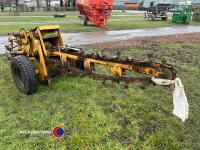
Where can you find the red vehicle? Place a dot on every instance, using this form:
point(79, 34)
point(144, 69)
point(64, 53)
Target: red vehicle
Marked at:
point(95, 11)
──────────
## Instruction
Output the records above exactly; leave out the pictures.

## Solution to the problem
Where can you find the red vehicle? Place a dot on every instance, using this form:
point(79, 34)
point(144, 69)
point(64, 53)
Target: red vehicle
Marked at:
point(95, 11)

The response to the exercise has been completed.